Please rewrite the section of the post on refreshing fragrances that opens with the words "Wednesday, June 9, 2010" and closes with "combination of green/citrus/herbs.", changing "dry heat" to "humid heat".

─── Source excerpt

Wednesday, June 9, 2010

Refreshing tonics: a cure for what ails you

It’s been over 95 degrees the past week and even though it’s a dry heat I have been in the mood for refreshing fragrances. I’ve been wearing a lot of Heeley Oranges & Lemons Say the Bells of St. Clements and Creed Selection Verte. Most of the notes in refreshing scents are fleeting, so I try to find fragrances that are crisp and light but still have as much heft and longevity as possible. For the most part, when I’m looking for refreshing scents, I want something citrusy, green or herbal. Some florals are nice but only if they’re airy, not dense, and blended with some combination of green/citrus/herbs.

Here are some of my favorites ~

Atelier Orange Sanguinne: this has become my favorite citrus. It’s zesty and sweet and never sours. The first few minutes are the most realistic and uplifting bunch of blood oranges I have ever smelled.

Parfums de Nicolaï Cologne Sologne: Mostly zesty neroli and citrus, this is an intensely uplifting scent that seems more concentrated and long lasting than most in this category. A liquid antidepressant.

──────
─── Source data

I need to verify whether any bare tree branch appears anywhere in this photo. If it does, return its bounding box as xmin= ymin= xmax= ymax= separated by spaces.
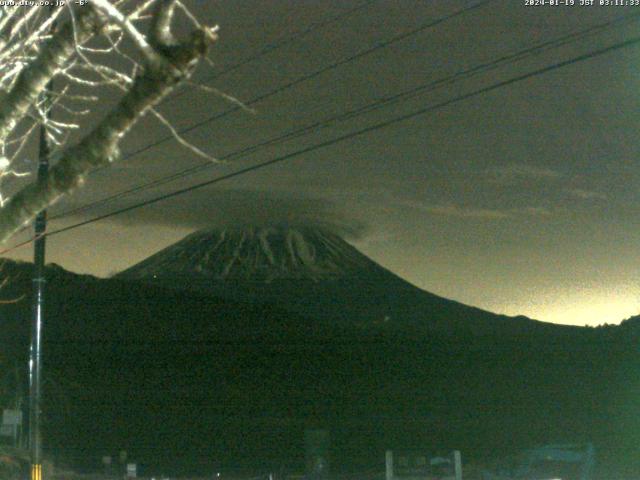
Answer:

──────

- The solution -
Wednesday, June 9, 2010

Refreshing tonics: a cure for what ails you

It’s been over 95 degrees the past week and even though it’s a humid heat I have been in the mood for refreshing fragrances. I’ve been wearing a lot of Heeley Oranges & Lemons Say the Bells of St. Clements and Creed Selection Verte. Most of the notes in refreshing scents are fleeting, so I try to find fragrances that are crisp and light but still have as much heft and longevity as possible. For the most part, when I’m looking for refreshing scents, I want something citrusy, green or herbal. Some florals are nice but only if they’re airy, not dense, and blended with some combination of green/citrus/herbs.